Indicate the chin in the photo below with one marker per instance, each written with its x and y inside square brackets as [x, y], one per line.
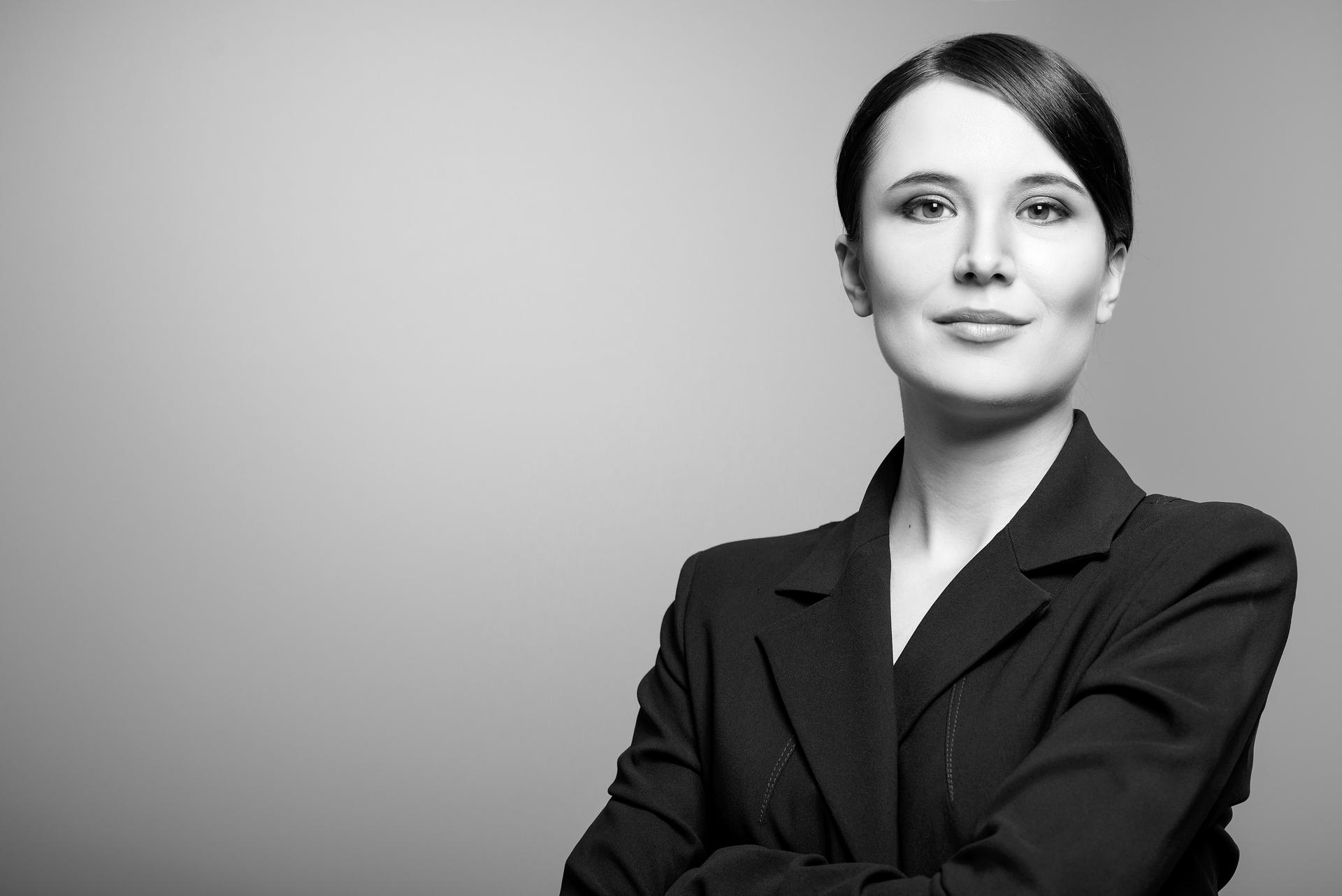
[980, 398]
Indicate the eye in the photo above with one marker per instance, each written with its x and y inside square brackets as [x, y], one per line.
[928, 208]
[1043, 211]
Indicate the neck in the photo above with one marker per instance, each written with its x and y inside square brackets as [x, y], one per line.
[962, 479]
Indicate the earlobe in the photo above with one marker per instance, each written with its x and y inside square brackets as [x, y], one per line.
[1110, 287]
[850, 271]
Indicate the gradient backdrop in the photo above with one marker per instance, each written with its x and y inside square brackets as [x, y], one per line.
[367, 372]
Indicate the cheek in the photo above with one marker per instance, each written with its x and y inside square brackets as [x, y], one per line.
[905, 273]
[1067, 282]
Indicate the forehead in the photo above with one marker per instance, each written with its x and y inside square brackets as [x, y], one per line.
[964, 131]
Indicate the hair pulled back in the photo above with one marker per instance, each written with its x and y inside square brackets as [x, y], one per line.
[1066, 108]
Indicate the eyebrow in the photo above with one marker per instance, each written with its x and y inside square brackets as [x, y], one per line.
[952, 182]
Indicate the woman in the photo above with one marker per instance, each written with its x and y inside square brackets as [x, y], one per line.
[1011, 671]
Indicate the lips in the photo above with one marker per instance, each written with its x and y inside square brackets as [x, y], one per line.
[980, 315]
[981, 325]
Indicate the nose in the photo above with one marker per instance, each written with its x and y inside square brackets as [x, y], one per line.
[987, 256]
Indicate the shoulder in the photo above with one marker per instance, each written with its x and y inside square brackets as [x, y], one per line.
[1172, 547]
[751, 561]
[1213, 528]
[738, 580]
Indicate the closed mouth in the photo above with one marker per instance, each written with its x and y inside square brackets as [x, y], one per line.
[979, 315]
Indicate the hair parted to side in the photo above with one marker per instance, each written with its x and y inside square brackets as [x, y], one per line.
[1062, 102]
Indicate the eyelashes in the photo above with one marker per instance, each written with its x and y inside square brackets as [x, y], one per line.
[1039, 210]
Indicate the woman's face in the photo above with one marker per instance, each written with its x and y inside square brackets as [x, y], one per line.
[981, 256]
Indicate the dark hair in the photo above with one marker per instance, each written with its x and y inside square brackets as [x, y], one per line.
[1050, 92]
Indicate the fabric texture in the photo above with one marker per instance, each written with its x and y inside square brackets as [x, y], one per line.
[1075, 714]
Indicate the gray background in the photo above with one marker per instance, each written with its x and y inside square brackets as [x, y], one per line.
[367, 372]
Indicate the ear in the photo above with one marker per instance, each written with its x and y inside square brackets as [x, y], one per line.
[1109, 287]
[850, 271]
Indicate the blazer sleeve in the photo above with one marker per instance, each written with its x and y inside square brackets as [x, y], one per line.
[1113, 795]
[650, 830]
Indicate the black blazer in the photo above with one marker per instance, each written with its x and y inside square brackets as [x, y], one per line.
[1074, 715]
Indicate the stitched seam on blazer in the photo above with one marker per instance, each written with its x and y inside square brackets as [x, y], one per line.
[773, 779]
[952, 726]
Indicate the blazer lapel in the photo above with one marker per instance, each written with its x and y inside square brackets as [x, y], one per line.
[1073, 513]
[834, 664]
[983, 605]
[831, 663]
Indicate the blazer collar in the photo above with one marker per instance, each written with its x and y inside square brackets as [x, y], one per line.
[849, 702]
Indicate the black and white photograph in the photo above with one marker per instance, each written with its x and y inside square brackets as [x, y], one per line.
[669, 449]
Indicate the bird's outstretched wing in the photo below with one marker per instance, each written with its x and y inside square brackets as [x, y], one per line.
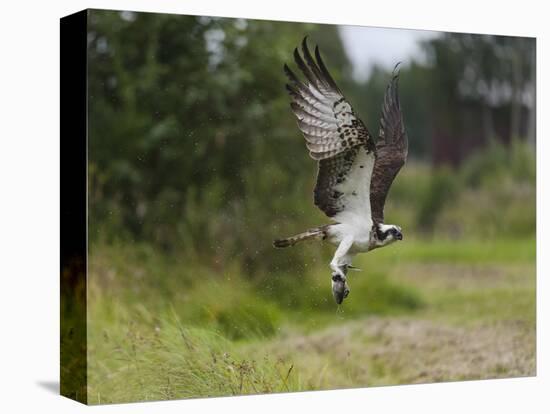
[391, 148]
[335, 137]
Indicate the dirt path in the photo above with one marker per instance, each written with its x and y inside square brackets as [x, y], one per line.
[388, 351]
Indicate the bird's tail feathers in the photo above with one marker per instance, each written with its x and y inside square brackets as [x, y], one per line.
[319, 233]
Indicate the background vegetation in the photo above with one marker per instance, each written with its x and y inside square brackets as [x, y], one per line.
[195, 165]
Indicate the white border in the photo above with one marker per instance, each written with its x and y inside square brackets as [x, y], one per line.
[29, 214]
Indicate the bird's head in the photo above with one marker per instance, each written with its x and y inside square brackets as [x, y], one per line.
[389, 233]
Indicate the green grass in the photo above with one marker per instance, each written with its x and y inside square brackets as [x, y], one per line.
[161, 327]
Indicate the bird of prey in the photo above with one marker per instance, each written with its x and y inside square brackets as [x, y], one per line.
[355, 171]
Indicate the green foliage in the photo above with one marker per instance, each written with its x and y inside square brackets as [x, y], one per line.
[170, 361]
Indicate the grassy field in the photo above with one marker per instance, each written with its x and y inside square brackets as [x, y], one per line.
[420, 311]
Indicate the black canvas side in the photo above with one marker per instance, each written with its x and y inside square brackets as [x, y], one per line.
[73, 128]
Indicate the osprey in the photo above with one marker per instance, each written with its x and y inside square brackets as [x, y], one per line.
[354, 172]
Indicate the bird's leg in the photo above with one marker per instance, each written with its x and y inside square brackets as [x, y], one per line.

§ **Exercise**:
Repeat exactly the lines from the line containing "Indicate the bird of" through the end of the listing above; both boundary lines are part of the output.

§ **Answer for this exercise**:
Indicate the bird of prey in the photo above with one marker per instance, each written with its x and y inside square brackets as [x, y], one per line.
[355, 171]
Indicate the green foliage in the photo above with one marker per instance, each written with its x and y inside square brackets as [x, y], one per line.
[170, 361]
Indicate the grassy field in the photo above with one marker per instance, each written with its x and y inside square brackets as [x, y], one per line.
[420, 311]
Indicate the black canvas side in the photo above with one marker per instance, each written with its x and y inside square brackets as [x, y], one per line.
[73, 128]
Indicate the osprey in the photo above with one marker per instance, each written with its x and y inside square brackets as [x, y], one per line.
[354, 172]
Indicate the bird's leg in the photo above with one marker per instance, each written with its x and y inside square brackets as [x, y], one per line.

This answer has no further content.